WHAT IS REQUIRED -
Repeat only the lines from the one holding "Point out every instance of the green" down to the last line of the listing below, including both of those lines.

***** STORED ROWS

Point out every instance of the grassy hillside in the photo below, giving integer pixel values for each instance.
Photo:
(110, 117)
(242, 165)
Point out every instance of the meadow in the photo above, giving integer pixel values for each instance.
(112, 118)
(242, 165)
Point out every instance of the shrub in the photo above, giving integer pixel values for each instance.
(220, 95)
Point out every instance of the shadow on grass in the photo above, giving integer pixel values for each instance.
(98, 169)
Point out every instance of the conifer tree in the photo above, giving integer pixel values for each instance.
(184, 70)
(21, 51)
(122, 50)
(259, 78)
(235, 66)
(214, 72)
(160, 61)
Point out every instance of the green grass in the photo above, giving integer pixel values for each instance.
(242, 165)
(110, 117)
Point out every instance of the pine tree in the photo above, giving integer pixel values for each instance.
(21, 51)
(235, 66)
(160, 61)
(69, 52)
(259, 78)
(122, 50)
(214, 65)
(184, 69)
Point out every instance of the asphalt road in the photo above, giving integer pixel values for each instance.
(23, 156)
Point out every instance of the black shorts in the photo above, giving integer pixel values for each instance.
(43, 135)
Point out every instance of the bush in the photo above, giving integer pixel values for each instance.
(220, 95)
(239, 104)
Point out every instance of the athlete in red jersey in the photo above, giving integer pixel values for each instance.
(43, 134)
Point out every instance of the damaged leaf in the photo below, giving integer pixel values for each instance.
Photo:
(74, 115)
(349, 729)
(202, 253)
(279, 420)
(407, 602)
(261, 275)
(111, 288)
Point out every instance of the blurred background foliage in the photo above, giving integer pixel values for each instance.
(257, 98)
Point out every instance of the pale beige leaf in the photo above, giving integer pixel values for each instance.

**********

RESPONSE TO THIS EXERCISE -
Point out every instance of the green grass in the photo above, giving integer pixel values for each instance.
(242, 165)
(110, 117)
Point out every instance of the pine tree in the photo above, giving integer pixel values for each instance.
(21, 51)
(235, 66)
(160, 61)
(69, 52)
(259, 78)
(122, 50)
(214, 65)
(184, 69)
Point out every instance of the asphalt road in the photo above, giving integer pixel values for each instance.
(23, 156)
Point out every instance of the black shorts in the photo above, giving integer pixel values for each instance.
(43, 135)
Point out every instance of the bush in the photo above, giving integer pixel values for each instance.
(220, 95)
(239, 104)
Point out every instance of the athlete in red jersey in the photo above, giving integer pixel values for each instance.
(43, 134)
Point out every instance of the damaged leaf in the photo below, giving integer pixel values for each instance.
Photo:
(74, 115)
(349, 729)
(202, 253)
(279, 420)
(407, 602)
(261, 275)
(111, 288)
Point out every instance of the blurred background foliage in the photo above, giving integer pixel values for each instance.
(257, 98)
Point out every instance of the pale beige leaf in the photo above, giving integer pixel values for each instance.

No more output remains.